* _Exercise details_: Render the items below as a JSON list of strings, with one string for each line and any blank lines left out.

* _Input rows_:
"""
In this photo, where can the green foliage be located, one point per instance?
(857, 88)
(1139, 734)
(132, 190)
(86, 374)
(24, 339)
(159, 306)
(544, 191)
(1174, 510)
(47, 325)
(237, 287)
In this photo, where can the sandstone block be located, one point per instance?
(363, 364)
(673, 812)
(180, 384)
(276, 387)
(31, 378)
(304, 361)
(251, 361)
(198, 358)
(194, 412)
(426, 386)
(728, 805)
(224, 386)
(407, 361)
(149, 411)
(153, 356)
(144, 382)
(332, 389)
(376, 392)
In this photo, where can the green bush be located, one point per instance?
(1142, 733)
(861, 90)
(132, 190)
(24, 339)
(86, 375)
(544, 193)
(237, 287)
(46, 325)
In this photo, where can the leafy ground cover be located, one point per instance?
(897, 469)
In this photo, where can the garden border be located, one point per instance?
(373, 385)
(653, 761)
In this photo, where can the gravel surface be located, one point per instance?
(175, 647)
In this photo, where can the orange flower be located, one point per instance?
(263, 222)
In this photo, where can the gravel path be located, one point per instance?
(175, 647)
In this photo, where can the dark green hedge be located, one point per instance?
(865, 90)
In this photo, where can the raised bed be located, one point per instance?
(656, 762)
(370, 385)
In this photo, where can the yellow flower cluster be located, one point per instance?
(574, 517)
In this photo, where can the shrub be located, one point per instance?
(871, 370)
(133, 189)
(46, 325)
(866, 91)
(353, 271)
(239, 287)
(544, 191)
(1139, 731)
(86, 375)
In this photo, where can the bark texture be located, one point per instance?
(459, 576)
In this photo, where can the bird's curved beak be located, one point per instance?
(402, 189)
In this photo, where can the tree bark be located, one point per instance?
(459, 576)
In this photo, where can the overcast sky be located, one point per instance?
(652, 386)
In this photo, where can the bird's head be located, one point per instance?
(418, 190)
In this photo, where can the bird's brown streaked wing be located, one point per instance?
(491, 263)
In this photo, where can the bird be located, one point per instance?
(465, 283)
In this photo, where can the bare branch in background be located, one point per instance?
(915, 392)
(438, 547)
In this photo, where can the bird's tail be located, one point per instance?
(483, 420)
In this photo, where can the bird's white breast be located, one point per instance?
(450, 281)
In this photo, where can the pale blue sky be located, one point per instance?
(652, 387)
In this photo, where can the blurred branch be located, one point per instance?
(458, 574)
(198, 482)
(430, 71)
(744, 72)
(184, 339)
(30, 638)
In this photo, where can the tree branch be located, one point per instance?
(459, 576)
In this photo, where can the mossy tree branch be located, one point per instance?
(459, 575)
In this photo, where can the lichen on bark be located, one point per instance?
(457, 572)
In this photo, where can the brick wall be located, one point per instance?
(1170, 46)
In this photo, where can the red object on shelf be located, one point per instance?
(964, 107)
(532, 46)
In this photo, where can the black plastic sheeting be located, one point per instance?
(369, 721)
"""
* _Solution to this exercise_:
[
  "In this photo, where can the green foliage be located, one point per instance?",
  "(857, 88)",
  "(1139, 734)",
  "(132, 190)",
  "(86, 374)",
  "(24, 339)",
  "(159, 306)",
  "(544, 191)",
  "(1174, 510)",
  "(47, 325)",
  "(237, 287)",
  "In this photo, where can the sandstone block be located, one point per instance?",
  "(363, 364)",
  "(673, 812)",
  "(180, 384)",
  "(276, 387)",
  "(31, 378)",
  "(304, 361)",
  "(251, 361)",
  "(198, 358)",
  "(194, 412)",
  "(426, 386)",
  "(728, 805)",
  "(224, 386)",
  "(407, 361)",
  "(149, 411)",
  "(153, 356)",
  "(144, 382)",
  "(332, 389)",
  "(376, 392)",
  "In this photo, where can the green bush be located, one point per instance?",
  "(1142, 733)",
  "(861, 90)",
  "(132, 190)",
  "(24, 339)",
  "(86, 375)",
  "(544, 193)",
  "(237, 287)",
  "(46, 325)",
  "In this photo, where can the leafy ground cover be located, one point per instance?",
  "(897, 469)",
  "In this photo, where can the garden border be located, one point per instance?",
  "(373, 385)",
  "(653, 761)",
  "In this photo, where can the gravel surface be located, one point per instance?",
  "(175, 647)",
  "In this photo, where can the orange flower be located, one point per instance?",
  "(263, 222)",
  "In this photo, where can the gravel path be located, one point per instance?",
  "(175, 647)",
  "In this photo, where can the dark green hedge be located, one point per instance?",
  "(865, 90)",
  "In this photo, where can the raised bed be located, one point per instance?",
  "(656, 762)",
  "(370, 385)",
  "In this photo, where can the yellow flower cluster be located, one point per instance?",
  "(574, 517)",
  "In this photo, where can the shrub be located, one point per instance?",
  "(871, 370)",
  "(133, 189)",
  "(46, 325)",
  "(866, 91)",
  "(353, 271)",
  "(239, 287)",
  "(544, 191)",
  "(1139, 731)",
  "(86, 375)",
  "In this photo, where can the bark texture be located, one point per instance?",
  "(459, 576)",
  "In this photo, where can the bird's curved beak be located, one point per instance?",
  "(402, 189)",
  "In this photo, where can the tree bark be located, one point per instance?",
  "(459, 576)",
  "In this photo, where can the overcast sky be located, one point per instance?",
  "(652, 386)",
  "In this photo, where can the bird's head be located, one point per instance?",
  "(418, 190)",
  "In this photo, where can the bird's brown streaked wing be located, one point per instance?",
  "(491, 263)",
  "In this photo, where can the bird be located, one point per instance?",
  "(465, 283)",
  "In this photo, where can the bare branch in background be located, one point per instance?",
  "(915, 392)",
  "(438, 547)",
  "In this photo, where can the bird's tail be located, one point per instance?",
  "(483, 420)",
  "In this photo, where can the bird's white breast be located, one point per instance?",
  "(450, 281)",
  "In this photo, where can the pale blue sky be located, one point per instance?",
  "(652, 387)",
  "In this photo, where can the blurred branch be located, one point per instance?",
  "(458, 574)",
  "(198, 482)",
  "(430, 71)",
  "(744, 72)",
  "(184, 339)",
  "(30, 638)",
  "In this photo, where can the tree branch be located, one point per instance?",
  "(459, 576)",
  "In this photo, where can the mossy tree branch be located, one point per instance?",
  "(459, 575)",
  "In this photo, where can the lichen on bark be located, one point per instance?",
  "(457, 572)",
  "In this photo, where can the brick wall be located, one point per instance?",
  "(1170, 46)",
  "In this photo, where can the red object on shelf be located, one point per instance?",
  "(964, 107)",
  "(532, 46)",
  "In this photo, where can the black plastic sheeting be located, one point per instance?",
  "(369, 721)"
]